Task statement: Reproduce the lines below word for word.

╭─ Data entries

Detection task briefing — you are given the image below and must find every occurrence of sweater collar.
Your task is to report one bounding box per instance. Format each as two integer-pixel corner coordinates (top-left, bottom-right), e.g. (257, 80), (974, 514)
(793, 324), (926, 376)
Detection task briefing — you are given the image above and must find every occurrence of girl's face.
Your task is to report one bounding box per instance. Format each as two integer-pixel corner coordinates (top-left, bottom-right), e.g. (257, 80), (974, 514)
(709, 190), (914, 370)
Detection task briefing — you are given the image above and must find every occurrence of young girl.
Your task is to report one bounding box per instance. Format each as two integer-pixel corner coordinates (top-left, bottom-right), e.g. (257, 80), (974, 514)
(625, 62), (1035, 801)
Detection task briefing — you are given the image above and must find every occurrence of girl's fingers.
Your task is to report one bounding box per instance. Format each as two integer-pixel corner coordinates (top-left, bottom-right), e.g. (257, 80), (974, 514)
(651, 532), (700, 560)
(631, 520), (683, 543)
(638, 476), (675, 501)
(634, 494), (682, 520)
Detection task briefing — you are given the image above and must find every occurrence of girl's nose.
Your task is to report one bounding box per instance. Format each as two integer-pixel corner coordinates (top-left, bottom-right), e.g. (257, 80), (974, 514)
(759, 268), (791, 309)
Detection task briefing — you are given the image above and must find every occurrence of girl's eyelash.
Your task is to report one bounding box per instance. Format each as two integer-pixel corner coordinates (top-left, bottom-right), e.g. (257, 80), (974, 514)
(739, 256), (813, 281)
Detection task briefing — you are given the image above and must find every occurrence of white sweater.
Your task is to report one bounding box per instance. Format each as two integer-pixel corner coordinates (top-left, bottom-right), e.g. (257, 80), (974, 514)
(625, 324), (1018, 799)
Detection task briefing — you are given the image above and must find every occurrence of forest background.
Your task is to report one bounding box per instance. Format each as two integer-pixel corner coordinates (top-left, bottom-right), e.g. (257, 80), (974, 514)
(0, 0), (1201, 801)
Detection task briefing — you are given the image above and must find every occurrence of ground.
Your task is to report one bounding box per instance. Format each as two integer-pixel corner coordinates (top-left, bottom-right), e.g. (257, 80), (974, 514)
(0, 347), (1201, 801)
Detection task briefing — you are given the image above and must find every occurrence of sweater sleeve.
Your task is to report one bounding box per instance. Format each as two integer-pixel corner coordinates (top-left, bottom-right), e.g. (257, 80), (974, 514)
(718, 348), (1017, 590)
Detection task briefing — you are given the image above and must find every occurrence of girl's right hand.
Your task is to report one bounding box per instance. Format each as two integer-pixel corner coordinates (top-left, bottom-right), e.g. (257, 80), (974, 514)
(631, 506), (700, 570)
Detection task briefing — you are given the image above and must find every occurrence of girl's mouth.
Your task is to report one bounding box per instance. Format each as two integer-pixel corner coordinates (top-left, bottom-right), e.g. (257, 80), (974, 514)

╰─

Complete answer:
Detection task briefing — you are given the image below and must find every occurrence of sweater collar.
Your task is to report one bounding box per instance. Format each as two integer-pixel corner coordinates (top-left, bottom-right), e.g. (257, 80), (974, 514)
(793, 324), (926, 376)
Detection task briefing — you are given the image above and must find every occurrence of girl's face.
Your task is to report one bounding box per instance. Format each as two integer-pixel corner coordinates (top-left, bottom-right), e.g. (257, 80), (974, 514)
(709, 190), (914, 370)
Detection task briefing — you are given the image above and must find every occurrence of young girl.
Your task is to report one bounding box per instance. Format each as two integer-pixel corner coordinates (top-left, bottom-right), e.g. (257, 80), (974, 514)
(625, 62), (1035, 801)
Detection task briefing — you are given the image above and must find every occurrence of girl's fingers.
Your task is to report one bounding box per instance. Format each as two integer-pixel corner coordinates (top-left, bottom-right), e.g. (257, 80), (974, 514)
(651, 532), (700, 560)
(631, 520), (683, 543)
(638, 476), (675, 501)
(634, 494), (682, 520)
Detection task briefing — you are given the image above and must find every occurrence of girl's nose.
Your task is to report one bounding box per instance. Format each as two integer-pixel corner coordinates (top-left, bottom-right), e.g. (257, 80), (974, 514)
(759, 268), (791, 309)
Detection task briefing — you are given the image above and must find every occurrence of girl's eyelash.
Your task is to report one bounding box per instance. Format each as two integer-pixel corner coordinates (top-left, bottom-right), e.g. (257, 80), (974, 514)
(739, 256), (813, 281)
Detection task briefing — you are given the image above and must find every occurrence of white sweater.
Your task is to report one bounding box per instance. Format each as two integer-pixel corner coordinates (top-left, bottom-right), e.g. (257, 80), (974, 514)
(625, 324), (1018, 799)
Detection task briefing — you are given the image above and must find every occurrence of forest background.
Your task is to report one bounding box per instance. Format each as two integer-pixel corner coordinates (top-left, bottom-right), e.g. (257, 80), (974, 514)
(0, 0), (1201, 801)
Detection task briefing — you are given the image above and must find every occurrence of ground.
Your task is to report one bounding box per instance. Format each as two integer-pixel corner coordinates (top-left, bottom-right), e.g. (257, 80), (974, 514)
(0, 347), (1201, 801)
Detection task briefing — you are given the image above and must find every occurrence of sweater sleeve.
Your task is to report one bounding box per instance. Format each as two integer-pixel corner coordinates (top-left, bottom-right), e.g. (257, 80), (974, 514)
(718, 348), (1017, 590)
Detection task briefing — you are given the image above and must find every occurrence of girl's right hand.
Your task is to report one bounding box per instance. Format each as two integer-pixel corner coordinates (top-left, bottom-right), e.g. (257, 80), (974, 514)
(631, 506), (700, 570)
Detection task briefing — you are given the image above and must find every occurrence of girl's mouth.
Your task is to report one bounding box per instance. Format each as two integer-pixel corner coordinates (top-left, bottom-right), e.g. (257, 80), (974, 514)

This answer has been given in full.